[Texto fuente]
++++++++++++++++++++
Tuesday, July 19, 2011

Accionar el mecanismo

Esto pasó hace unos tres meses, en un viaje a Ciudad de México.

- ¿Ventana o pasillo? -, me dijo la señorita mirando al computador.
- Ventana, por favor -, le contesté, subiendo mi maleta a la balanza, rezando mentalmente para que cumpliera con el peso reglamentario y no me tocara hacer el oso de abrirla frente a todos los otros pasajeros.
- Al parecer todas las ventanas están ocupadas. Esto podría tardar unos minutos.
- No se preocupe. Tómese todo el tiempo que guste, pero póngame en una ventana.

Cuando viajo en avión me gusta quedar junto a la ventana. No para contemplar las montañas o las nubes, ni para asustarme viendo cómo los alerones se ven endebles al momento de aterrizar. Me gusta que me pongan en la ventana para que las señoras no me pasen por encima cuando quieren ir al baño.

¿Saben por qué no dejan entrar líquidos a los aviones? Para que las mujeres, con sus vejigas diminutas, no se la pasen orinando en el avión.

- Listo. Encontré una ventana -, dijo la señorita, sonriendo. - ¿Le molesta que lo ubique en la salida de emergencia?
++++++++++++++++++++
[Información mostrada]
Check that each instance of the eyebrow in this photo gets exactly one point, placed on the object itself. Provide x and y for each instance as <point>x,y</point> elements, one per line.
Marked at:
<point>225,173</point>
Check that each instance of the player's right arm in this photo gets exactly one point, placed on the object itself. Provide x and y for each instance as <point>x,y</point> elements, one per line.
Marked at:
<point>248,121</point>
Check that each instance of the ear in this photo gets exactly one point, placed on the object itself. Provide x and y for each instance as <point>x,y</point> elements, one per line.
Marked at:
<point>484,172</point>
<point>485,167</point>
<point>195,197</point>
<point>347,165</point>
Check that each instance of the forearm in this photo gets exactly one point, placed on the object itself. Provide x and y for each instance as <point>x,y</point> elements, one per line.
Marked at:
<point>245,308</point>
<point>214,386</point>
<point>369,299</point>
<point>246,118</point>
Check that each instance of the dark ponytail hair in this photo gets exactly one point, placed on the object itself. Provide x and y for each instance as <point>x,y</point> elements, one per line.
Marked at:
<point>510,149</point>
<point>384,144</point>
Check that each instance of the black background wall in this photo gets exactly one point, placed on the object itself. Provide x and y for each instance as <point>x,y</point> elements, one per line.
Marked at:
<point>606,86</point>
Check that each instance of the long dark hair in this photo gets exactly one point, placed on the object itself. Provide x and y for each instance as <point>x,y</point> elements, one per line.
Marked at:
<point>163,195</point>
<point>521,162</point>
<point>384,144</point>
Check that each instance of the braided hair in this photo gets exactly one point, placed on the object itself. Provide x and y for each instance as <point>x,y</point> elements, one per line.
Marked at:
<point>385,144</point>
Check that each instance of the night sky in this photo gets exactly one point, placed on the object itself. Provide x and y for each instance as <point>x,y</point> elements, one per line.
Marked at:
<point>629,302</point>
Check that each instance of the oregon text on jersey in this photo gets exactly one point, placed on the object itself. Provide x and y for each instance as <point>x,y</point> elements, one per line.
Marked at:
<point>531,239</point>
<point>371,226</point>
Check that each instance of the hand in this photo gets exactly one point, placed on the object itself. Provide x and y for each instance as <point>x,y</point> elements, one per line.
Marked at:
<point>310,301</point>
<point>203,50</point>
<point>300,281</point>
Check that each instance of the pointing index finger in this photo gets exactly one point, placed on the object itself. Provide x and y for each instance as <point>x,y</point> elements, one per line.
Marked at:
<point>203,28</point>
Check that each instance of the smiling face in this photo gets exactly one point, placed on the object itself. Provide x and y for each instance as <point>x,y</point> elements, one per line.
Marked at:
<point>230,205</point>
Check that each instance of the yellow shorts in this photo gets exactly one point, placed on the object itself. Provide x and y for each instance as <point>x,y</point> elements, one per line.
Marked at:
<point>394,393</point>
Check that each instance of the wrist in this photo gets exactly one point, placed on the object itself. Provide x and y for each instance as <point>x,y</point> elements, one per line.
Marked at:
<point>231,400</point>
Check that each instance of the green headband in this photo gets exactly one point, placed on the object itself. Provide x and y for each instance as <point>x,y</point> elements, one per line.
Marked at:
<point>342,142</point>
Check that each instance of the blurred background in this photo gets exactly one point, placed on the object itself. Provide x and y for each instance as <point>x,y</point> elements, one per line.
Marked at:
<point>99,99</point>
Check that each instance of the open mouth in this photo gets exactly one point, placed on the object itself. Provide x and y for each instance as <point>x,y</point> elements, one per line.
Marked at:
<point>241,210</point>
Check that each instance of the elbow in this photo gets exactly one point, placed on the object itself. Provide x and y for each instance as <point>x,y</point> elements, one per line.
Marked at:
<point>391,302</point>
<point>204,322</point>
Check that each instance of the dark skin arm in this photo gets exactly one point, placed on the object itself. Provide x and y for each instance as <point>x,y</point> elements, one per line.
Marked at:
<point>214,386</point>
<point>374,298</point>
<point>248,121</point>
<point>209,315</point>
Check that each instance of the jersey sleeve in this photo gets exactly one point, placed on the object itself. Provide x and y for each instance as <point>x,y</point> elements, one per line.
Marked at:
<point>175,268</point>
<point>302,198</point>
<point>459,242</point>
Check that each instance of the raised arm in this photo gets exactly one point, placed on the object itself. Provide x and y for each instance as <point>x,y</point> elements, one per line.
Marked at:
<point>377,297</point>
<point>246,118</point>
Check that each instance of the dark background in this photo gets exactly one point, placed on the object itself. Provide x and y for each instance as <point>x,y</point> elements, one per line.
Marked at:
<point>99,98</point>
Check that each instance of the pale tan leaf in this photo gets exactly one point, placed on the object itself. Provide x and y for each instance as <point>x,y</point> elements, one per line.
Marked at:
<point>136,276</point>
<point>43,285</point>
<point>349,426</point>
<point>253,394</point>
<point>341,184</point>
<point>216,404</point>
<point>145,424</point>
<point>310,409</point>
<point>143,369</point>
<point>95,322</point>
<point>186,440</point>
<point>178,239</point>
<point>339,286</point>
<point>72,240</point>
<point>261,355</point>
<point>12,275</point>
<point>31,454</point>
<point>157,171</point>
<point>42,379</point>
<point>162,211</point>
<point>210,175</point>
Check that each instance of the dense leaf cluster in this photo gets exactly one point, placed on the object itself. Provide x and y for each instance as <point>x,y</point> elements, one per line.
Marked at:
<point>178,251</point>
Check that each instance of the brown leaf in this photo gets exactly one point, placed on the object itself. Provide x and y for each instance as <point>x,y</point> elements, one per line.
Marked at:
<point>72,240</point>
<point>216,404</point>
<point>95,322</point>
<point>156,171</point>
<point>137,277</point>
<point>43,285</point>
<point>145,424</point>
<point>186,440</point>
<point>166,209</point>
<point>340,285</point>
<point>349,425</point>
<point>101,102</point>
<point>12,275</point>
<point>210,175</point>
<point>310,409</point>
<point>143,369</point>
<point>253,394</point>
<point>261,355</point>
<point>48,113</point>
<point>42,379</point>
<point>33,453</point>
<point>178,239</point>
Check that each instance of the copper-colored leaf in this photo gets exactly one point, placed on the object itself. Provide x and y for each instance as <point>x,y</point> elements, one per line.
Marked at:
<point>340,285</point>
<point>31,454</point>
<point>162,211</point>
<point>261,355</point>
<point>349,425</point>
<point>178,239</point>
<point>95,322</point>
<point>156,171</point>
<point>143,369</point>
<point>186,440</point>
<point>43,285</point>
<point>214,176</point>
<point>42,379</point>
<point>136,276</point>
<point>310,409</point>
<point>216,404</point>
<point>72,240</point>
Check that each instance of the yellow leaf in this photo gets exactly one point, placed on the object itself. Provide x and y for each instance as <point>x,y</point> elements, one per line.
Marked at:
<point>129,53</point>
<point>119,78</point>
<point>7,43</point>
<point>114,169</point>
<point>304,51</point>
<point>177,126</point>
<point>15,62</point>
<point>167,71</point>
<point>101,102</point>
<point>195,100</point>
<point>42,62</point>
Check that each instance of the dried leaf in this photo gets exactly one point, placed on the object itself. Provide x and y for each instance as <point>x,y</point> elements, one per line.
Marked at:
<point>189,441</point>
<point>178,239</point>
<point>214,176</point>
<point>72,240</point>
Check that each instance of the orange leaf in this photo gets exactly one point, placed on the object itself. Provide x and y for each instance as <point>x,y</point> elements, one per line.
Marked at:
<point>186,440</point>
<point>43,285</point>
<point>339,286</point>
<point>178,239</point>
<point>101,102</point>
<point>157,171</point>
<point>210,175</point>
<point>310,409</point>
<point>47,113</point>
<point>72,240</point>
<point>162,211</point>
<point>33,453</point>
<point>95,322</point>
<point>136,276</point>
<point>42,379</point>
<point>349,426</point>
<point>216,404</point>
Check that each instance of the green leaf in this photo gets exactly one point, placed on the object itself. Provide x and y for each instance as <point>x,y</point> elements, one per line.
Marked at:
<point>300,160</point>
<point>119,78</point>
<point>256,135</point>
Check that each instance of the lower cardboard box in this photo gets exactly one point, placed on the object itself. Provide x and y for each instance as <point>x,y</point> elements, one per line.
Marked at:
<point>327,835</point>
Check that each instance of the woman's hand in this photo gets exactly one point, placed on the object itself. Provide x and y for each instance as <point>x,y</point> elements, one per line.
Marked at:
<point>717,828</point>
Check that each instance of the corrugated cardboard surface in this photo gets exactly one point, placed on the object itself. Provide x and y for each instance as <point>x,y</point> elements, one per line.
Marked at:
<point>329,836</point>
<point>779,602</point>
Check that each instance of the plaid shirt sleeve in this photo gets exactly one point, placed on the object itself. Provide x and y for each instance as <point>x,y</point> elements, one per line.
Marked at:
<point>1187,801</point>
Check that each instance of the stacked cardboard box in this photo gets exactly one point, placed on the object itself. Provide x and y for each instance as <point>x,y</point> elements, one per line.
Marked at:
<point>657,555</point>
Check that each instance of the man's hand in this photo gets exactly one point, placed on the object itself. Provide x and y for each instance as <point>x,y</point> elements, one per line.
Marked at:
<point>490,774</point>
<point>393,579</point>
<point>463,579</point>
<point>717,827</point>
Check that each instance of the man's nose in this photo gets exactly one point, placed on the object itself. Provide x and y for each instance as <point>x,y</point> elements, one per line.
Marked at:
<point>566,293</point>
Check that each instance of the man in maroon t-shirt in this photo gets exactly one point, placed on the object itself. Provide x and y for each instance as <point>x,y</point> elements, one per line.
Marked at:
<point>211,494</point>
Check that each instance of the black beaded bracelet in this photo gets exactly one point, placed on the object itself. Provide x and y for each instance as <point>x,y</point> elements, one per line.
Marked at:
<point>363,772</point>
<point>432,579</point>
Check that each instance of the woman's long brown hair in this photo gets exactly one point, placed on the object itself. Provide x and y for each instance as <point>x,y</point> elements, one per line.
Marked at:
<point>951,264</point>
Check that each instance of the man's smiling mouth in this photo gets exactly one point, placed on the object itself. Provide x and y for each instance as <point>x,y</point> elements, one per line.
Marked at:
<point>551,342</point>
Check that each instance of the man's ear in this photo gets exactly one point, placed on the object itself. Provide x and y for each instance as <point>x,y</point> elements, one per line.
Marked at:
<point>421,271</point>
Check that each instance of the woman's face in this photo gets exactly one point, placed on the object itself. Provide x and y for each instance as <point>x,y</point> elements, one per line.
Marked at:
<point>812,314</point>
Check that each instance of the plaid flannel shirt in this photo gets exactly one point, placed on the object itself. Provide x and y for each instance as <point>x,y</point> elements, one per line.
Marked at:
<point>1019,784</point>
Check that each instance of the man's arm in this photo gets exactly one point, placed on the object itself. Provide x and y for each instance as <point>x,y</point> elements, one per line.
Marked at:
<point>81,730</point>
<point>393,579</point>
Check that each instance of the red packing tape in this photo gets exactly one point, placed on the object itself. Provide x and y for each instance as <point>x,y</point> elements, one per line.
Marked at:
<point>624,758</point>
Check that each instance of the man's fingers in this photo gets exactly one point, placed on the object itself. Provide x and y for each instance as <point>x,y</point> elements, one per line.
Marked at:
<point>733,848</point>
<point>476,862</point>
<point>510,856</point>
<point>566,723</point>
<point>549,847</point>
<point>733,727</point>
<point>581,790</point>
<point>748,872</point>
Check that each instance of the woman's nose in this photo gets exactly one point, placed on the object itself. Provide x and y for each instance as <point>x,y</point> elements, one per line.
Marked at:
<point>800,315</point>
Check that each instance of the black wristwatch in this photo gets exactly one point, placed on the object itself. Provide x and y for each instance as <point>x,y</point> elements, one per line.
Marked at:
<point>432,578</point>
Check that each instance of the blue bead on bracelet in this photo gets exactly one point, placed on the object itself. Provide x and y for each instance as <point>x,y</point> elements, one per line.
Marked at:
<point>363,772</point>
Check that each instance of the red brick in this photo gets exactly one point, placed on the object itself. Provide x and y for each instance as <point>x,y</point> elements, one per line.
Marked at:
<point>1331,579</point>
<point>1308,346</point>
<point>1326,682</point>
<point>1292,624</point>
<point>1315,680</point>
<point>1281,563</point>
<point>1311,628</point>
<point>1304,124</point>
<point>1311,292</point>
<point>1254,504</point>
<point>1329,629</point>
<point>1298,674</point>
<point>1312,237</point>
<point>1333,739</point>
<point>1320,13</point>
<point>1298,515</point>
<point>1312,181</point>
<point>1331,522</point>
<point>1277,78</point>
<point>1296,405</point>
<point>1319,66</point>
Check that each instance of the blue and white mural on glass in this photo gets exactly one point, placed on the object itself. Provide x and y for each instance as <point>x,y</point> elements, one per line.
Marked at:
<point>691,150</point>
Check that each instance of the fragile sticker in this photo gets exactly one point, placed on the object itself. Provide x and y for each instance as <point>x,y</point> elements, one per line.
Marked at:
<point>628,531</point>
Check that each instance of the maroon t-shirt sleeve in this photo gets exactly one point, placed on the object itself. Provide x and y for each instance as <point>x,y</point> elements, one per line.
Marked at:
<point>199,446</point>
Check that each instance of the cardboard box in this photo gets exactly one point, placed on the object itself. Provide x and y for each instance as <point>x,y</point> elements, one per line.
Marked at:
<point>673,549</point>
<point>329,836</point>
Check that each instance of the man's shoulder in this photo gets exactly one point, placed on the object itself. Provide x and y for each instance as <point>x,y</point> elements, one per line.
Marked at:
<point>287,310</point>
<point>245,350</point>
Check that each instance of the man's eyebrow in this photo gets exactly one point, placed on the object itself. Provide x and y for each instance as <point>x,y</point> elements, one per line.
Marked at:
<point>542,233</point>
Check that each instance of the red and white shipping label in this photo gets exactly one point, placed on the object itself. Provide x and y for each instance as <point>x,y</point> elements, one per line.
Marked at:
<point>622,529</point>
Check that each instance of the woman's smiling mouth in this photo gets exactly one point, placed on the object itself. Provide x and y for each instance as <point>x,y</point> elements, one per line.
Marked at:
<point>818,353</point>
++++++++++++++++++++
[Problemas por resolver]
#1 Enumera todas las preguntas del texto fuente, es decir, las oraciones escritas entre signos de interrogación.
#2 Traduce al inglés esta oración del texto fuente: "Cuando viajo en avión me gusta quedar junto a la ventana."
#3 Repite, por favor, el pasaje del texto fuente que empieza en "Esto pasó hace" y termina en "ir al baño.", sin cambiar nada.

[Resultados]
#1
¿Ventana o pasillo?
¿Saben por qué no dejan entrar líquidos a los aviones?
¿Le molesta que lo ubique en la salida de emergencia?

#2 When I travel by plane, I like to sit by the window.

#3
Esto pasó hace unos tres meses, en un viaje a Ciudad de México.

- ¿Ventana o pasillo? -, me dijo la señorita mirando al computador.
- Ventana, por favor -, le contesté, subiendo mi maleta a la balanza, rezando mentalmente para que cumpliera con el peso reglamentario y no me tocara hacer el oso de abrirla frente a todos los otros pasajeros.
- Al parecer todas las ventanas están ocupadas. Esto podría tardar unos minutos.
- No se preocupe. Tómese todo el tiempo que guste, pero póngame en una ventana.

Cuando viajo en avión me gusta quedar junto a la ventana. No para contemplar las montañas o las nubes, ni para asustarme viendo cómo los alerones se ven endebles al momento de aterrizar. Me gusta que me pongan en la ventana para que las señoras no me pasen por encima cuando quieren ir al baño.